» **TASK DESCRIPTION**
Print the data exactly, leaving nothing out.

── EXERCISE MATERIALS ──

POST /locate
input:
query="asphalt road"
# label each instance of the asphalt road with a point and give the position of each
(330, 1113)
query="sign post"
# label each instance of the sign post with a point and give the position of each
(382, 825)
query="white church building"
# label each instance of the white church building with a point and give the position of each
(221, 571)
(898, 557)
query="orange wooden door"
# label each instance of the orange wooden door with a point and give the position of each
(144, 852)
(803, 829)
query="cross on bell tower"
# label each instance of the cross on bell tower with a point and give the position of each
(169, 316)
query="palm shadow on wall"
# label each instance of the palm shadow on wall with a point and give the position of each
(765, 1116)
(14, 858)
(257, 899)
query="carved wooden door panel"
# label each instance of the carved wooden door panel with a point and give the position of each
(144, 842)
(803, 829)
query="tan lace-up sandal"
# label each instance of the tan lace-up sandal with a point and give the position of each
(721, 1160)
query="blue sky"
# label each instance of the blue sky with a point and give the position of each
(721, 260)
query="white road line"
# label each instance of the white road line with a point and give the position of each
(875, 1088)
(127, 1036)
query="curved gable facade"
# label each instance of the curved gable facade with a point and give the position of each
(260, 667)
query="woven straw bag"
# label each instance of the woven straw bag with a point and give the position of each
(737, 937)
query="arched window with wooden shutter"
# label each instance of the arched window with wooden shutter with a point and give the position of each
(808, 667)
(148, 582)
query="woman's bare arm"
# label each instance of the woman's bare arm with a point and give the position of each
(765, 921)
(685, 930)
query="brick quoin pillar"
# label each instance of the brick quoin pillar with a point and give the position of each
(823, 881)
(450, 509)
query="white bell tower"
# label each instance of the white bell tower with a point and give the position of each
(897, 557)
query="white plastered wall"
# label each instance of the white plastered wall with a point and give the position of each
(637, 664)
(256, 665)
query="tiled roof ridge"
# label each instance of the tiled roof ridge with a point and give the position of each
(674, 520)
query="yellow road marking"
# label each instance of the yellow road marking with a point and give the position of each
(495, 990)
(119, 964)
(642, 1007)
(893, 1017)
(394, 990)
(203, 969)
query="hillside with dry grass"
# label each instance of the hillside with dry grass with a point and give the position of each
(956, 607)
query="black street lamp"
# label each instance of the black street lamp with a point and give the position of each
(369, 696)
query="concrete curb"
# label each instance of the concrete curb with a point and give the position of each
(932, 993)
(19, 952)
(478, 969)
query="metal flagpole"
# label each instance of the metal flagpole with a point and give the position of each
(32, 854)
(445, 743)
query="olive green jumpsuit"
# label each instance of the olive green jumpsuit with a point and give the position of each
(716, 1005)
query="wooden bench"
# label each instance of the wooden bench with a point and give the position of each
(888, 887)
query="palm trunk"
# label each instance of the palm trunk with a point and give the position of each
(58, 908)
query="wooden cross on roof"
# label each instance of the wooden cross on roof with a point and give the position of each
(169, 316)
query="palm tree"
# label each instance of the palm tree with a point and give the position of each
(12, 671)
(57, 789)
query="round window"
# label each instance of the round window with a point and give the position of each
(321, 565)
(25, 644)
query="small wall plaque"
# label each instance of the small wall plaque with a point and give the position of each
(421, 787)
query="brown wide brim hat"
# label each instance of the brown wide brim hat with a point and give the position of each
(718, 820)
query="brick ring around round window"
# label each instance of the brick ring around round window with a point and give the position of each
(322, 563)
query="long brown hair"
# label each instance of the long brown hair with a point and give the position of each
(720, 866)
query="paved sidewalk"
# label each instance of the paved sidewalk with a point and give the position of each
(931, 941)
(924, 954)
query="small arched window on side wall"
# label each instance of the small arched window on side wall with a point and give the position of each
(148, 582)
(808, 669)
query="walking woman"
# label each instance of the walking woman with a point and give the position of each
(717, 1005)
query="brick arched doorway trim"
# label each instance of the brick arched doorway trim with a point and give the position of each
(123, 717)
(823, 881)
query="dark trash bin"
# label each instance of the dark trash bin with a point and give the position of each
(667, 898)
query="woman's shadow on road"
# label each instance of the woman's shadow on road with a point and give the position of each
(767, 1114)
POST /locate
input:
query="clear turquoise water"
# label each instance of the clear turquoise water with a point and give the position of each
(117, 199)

───

» **WRITTEN ANSWER**
POST /locate
input:
query="asphalt road"
# label each instance of the asphalt road with a point and give the position of each
(330, 1113)
query="sign post"
# label each instance of the sign post with a point and give the position of each
(382, 825)
query="white church building"
# label each instance of the white church building with a point and give the position of each
(221, 571)
(898, 557)
query="orange wooden door"
# label each instance of the orange wooden door with a point and give the position of each
(144, 852)
(803, 829)
query="cross on bell tower"
# label each instance of the cross on bell tower with a point and give the position of each
(169, 316)
query="palm shadow on wall"
# label each instance of the palm shadow on wall with a point and give the position of each
(765, 1116)
(14, 858)
(257, 899)
query="carved wooden door panel"
# label each instance of the carved wooden door panel with a point and give the position of each
(144, 842)
(803, 829)
query="tan lace-up sandal"
# label each instance of the tan lace-up sandal with a point and give the position of each
(721, 1160)
query="blue sky"
# label each instance of the blue sky with a point and give the position of each
(721, 260)
query="white road line"
# label each instance of the white road line with a point and give the position of each
(875, 1088)
(127, 1036)
query="curved gable facade"
# label each instance of the curved gable facade with a point and give the position of each
(260, 667)
query="woven straw bag"
# label each instance of the woven straw bag with a point and give the position of each
(737, 937)
query="arched window with wooden shutter"
# label each instance of the arched window with wooden shutter with a point and give the position of each
(808, 667)
(148, 582)
query="woman's bare arm"
# label each instance of the woman's bare arm with a point and give the position of each
(765, 921)
(685, 930)
query="brick quoin pillar"
# label each instance of the brick quoin pillar with a point and give the position of each
(823, 881)
(450, 509)
query="white bell tower"
# label each instance of the white bell tower with a point and give the position of each
(897, 557)
query="white plastered wall"
# label each instance of the white plastered wall with a point and give the position of each
(637, 664)
(256, 665)
query="tiled roof ridge"
# label each instance of the tiled roof ridge with a point and give the position of each
(674, 520)
query="yellow road marking"
# label each instance of the yellow road marking with a point and give the position of each
(495, 990)
(119, 964)
(642, 1007)
(893, 1017)
(394, 990)
(203, 969)
query="hillside with dry grass"
# label each instance of the hillside with dry grass with a point and give the position of each
(956, 607)
query="black street lamp"
# label each instance of the black street lamp with a point and give the position of each
(369, 696)
query="concrete curb"
# label each instance of the concrete curb with a point and give the position of each
(932, 993)
(19, 952)
(478, 969)
query="metal flagpole"
# label each instance of the metal flagpole with a point and give the position of each
(32, 854)
(445, 743)
query="olive green jumpsuit"
# label each instance of the olive green jumpsuit with a point and give the position of each
(716, 1005)
query="wooden bench"
# label each instance of the wooden bench with a point and give the position of each
(888, 887)
query="palm trunk"
# label each instance of the palm trunk with a point and give the position of each
(58, 908)
query="wooden cross on roof"
# label each instance of the wooden cross on roof with a point and give the position of each
(169, 316)
query="palm tree"
# label each instance of the palm tree with a point and give the position of each
(12, 671)
(57, 789)
query="round window"
# label each instance of the round window with a point and give the position of each
(321, 565)
(25, 644)
query="small wall plaque"
# label each instance of the small wall plaque with a point and give the position of each
(421, 787)
query="brown wide brim hat"
# label each instance of the brown wide brim hat with a point and give the position of each
(718, 820)
query="brick ring around round window"
# label each instance of the brick ring around round window with a point and give the position of each
(322, 563)
query="long brown hair"
# label each instance of the long brown hair with a point and give the position of each
(720, 866)
query="paved sidewalk"
# label each instance of the paved sidewalk with a point and give the position of each
(931, 941)
(924, 954)
query="small arched window on side wall"
# label each instance of the small arched window on side wall with a point and give the position of each
(148, 582)
(808, 669)
query="walking woman"
# label each instance of the walking woman with a point and give the position of each
(717, 1005)
query="brick arched doorway trim"
# label each instance of the brick arched doorway trim with a point and give the position of each
(123, 717)
(823, 881)
query="dark trash bin"
# label each instance of the dark trash bin with a point and give the position of each
(667, 898)
query="woman's shadow on road"
# label each instance of the woman's shadow on road with a point and give the position of each
(767, 1114)
POST /locate
input:
query="clear turquoise water"
# label each instance of the clear turquoise water with a point and give the position of each
(117, 199)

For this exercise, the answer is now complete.